◆ Dataset content ◆

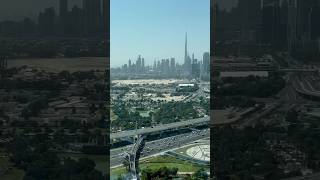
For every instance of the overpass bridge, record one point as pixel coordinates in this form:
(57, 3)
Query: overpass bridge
(159, 128)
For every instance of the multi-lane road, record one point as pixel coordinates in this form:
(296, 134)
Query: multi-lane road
(153, 148)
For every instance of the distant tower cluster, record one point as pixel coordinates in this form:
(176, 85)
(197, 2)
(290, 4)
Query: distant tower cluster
(168, 67)
(138, 67)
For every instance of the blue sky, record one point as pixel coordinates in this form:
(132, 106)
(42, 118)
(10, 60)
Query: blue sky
(156, 29)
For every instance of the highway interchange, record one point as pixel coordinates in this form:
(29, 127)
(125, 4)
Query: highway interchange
(159, 146)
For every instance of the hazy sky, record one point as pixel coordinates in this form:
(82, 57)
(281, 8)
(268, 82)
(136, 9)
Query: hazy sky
(156, 29)
(18, 9)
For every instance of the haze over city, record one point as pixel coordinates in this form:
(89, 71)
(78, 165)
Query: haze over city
(157, 30)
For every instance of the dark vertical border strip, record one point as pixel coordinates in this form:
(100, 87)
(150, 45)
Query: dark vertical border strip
(106, 23)
(213, 5)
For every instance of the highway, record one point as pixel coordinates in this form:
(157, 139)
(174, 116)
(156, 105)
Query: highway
(158, 128)
(159, 146)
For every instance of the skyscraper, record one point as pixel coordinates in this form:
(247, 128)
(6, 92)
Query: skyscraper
(105, 15)
(92, 16)
(187, 60)
(63, 15)
(206, 63)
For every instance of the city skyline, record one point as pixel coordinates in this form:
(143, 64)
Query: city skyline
(160, 29)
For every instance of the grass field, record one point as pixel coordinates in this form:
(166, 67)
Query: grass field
(101, 161)
(161, 161)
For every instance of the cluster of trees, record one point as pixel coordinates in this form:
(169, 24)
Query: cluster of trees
(50, 48)
(175, 111)
(45, 84)
(33, 156)
(129, 120)
(243, 153)
(169, 173)
(34, 108)
(307, 138)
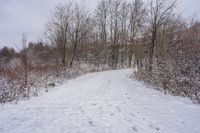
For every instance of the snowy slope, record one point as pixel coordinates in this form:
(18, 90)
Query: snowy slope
(105, 102)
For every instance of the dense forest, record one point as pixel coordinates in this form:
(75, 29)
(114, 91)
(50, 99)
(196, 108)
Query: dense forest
(161, 46)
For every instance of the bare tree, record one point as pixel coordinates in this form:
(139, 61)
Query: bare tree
(158, 11)
(79, 26)
(57, 29)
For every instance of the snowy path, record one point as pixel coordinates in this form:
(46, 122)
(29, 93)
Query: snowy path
(105, 102)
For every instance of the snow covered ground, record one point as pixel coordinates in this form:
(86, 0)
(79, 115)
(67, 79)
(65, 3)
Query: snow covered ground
(105, 102)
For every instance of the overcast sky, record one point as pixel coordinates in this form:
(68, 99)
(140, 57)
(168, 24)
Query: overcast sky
(29, 16)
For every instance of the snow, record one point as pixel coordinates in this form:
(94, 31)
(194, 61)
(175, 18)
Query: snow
(104, 102)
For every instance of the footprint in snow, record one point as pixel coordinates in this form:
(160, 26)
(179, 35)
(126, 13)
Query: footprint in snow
(91, 123)
(134, 129)
(94, 104)
(111, 114)
(118, 109)
(132, 114)
(155, 127)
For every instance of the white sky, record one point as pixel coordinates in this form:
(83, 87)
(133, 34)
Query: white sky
(29, 16)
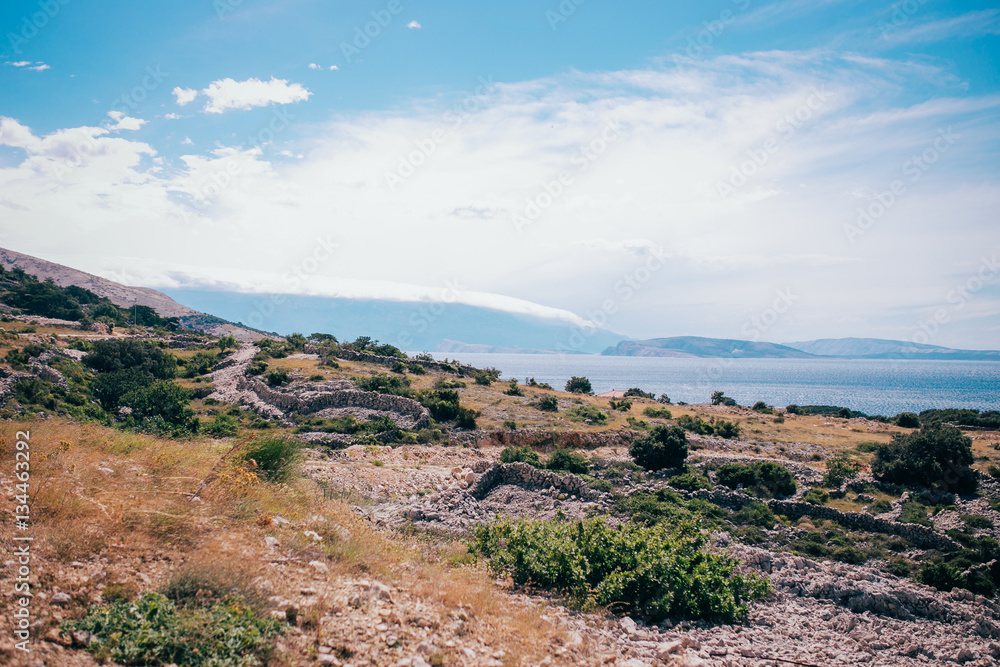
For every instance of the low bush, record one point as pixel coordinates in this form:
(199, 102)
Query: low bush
(763, 479)
(657, 413)
(649, 572)
(662, 447)
(152, 630)
(569, 461)
(547, 404)
(524, 454)
(937, 455)
(587, 413)
(274, 457)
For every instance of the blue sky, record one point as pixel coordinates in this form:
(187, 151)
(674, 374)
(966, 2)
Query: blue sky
(781, 171)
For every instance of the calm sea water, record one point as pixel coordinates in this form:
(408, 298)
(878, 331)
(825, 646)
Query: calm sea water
(873, 387)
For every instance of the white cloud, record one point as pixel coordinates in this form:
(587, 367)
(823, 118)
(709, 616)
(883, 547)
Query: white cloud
(37, 67)
(652, 185)
(184, 95)
(123, 122)
(230, 94)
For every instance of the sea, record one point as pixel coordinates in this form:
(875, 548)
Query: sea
(875, 387)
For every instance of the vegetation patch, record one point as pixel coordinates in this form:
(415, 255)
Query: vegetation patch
(651, 572)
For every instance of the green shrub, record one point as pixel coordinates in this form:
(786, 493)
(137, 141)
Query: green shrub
(662, 447)
(648, 572)
(816, 496)
(690, 480)
(936, 455)
(278, 377)
(763, 479)
(223, 426)
(513, 389)
(589, 413)
(838, 469)
(657, 413)
(914, 512)
(639, 393)
(568, 460)
(977, 521)
(119, 354)
(275, 456)
(381, 383)
(152, 630)
(547, 404)
(524, 454)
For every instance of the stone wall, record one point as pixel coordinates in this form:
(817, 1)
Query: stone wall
(538, 438)
(522, 474)
(313, 401)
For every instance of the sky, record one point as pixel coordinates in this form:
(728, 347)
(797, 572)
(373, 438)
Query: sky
(775, 171)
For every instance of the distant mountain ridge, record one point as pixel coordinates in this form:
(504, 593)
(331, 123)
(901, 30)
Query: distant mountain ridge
(697, 346)
(879, 348)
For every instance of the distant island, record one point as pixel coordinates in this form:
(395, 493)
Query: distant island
(840, 348)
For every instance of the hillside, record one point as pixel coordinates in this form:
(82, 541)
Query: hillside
(877, 348)
(124, 296)
(340, 491)
(696, 346)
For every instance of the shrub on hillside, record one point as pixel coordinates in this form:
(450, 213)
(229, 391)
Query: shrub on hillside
(587, 413)
(763, 479)
(579, 385)
(524, 454)
(658, 413)
(569, 461)
(662, 447)
(547, 404)
(938, 455)
(274, 456)
(648, 572)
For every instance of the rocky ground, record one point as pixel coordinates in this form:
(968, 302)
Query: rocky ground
(820, 613)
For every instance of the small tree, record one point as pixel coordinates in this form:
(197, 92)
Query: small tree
(938, 455)
(579, 385)
(663, 447)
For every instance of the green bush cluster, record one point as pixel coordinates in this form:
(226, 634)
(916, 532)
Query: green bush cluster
(649, 572)
(764, 479)
(153, 630)
(936, 455)
(662, 447)
(582, 413)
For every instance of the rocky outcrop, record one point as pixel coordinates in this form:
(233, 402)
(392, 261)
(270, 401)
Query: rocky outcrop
(526, 476)
(921, 536)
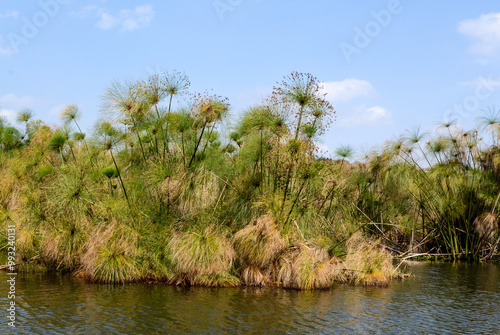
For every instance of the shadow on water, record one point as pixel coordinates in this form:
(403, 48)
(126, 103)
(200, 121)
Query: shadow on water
(439, 298)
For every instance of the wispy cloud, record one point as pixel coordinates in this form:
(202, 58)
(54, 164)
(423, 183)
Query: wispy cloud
(364, 116)
(5, 50)
(11, 103)
(125, 19)
(485, 33)
(347, 89)
(9, 13)
(489, 82)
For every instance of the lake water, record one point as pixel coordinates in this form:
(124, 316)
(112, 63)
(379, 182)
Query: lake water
(438, 299)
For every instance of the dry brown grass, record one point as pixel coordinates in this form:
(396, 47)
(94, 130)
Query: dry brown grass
(259, 244)
(307, 267)
(202, 257)
(367, 263)
(485, 226)
(111, 255)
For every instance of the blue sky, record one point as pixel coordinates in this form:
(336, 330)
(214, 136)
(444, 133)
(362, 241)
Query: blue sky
(387, 66)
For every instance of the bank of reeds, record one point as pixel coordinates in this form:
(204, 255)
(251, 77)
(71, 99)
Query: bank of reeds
(158, 192)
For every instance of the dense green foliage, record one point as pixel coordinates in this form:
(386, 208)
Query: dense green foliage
(160, 192)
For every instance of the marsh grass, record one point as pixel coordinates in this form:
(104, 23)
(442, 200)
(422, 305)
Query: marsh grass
(169, 191)
(202, 256)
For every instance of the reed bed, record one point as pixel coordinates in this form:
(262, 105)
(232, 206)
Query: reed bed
(165, 189)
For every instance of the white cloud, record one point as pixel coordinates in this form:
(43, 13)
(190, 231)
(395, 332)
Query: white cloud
(347, 89)
(11, 103)
(485, 32)
(254, 95)
(364, 116)
(125, 19)
(489, 82)
(9, 13)
(5, 50)
(8, 114)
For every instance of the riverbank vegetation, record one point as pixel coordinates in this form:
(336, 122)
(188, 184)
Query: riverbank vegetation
(160, 191)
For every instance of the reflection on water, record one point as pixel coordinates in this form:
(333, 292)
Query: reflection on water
(438, 299)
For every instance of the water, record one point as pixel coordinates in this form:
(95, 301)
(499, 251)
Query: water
(438, 299)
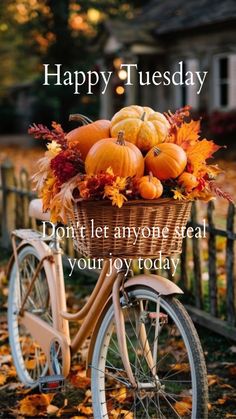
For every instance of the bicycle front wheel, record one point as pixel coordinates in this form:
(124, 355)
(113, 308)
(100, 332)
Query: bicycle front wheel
(28, 356)
(178, 389)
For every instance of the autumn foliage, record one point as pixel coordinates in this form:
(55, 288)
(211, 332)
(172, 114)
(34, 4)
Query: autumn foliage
(61, 179)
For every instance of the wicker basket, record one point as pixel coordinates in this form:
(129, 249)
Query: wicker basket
(162, 213)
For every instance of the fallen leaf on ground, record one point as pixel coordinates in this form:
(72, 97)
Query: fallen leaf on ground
(35, 404)
(182, 407)
(80, 380)
(212, 379)
(52, 409)
(86, 410)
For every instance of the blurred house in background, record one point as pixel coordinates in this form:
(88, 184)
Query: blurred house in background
(200, 33)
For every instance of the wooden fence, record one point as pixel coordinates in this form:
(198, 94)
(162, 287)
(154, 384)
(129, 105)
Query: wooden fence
(198, 276)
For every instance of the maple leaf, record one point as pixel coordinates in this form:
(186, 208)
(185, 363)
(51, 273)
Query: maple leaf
(213, 171)
(185, 135)
(86, 410)
(183, 407)
(178, 194)
(35, 404)
(41, 132)
(114, 194)
(198, 153)
(176, 119)
(218, 192)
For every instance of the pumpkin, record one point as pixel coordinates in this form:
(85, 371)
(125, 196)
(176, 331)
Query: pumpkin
(124, 158)
(166, 161)
(142, 126)
(188, 181)
(84, 137)
(150, 187)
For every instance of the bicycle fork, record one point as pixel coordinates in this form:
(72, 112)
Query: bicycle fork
(149, 355)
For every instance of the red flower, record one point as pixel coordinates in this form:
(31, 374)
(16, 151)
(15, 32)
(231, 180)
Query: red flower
(67, 164)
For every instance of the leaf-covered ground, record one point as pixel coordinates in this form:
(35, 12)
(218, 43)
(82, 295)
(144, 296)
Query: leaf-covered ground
(75, 401)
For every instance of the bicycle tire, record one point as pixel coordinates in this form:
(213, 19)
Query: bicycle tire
(101, 368)
(28, 357)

◆ Your assignment ◆
Write out every line, unchanged, from the one containing "For every instance of the bicycle fork, record" through the closing line of the data.

◆ The completed task ◆
For every instance of the bicycle fork, record one point as pixel coordinates in this form:
(72, 112)
Query: bicycle fork
(149, 355)
For every instance of the red flower, record one point as pixel coordinates in this form:
(31, 374)
(16, 151)
(15, 32)
(231, 180)
Query: red flower
(67, 164)
For every instance of the leaf-covered ground, record one point as pixel coordinates in this form:
(35, 12)
(218, 43)
(82, 295)
(144, 296)
Query: leaf-covered ground
(75, 401)
For every instance of the bicycle tire, record one point as pixel coordinates in this form:
(213, 19)
Query: bicycle tire
(101, 368)
(28, 357)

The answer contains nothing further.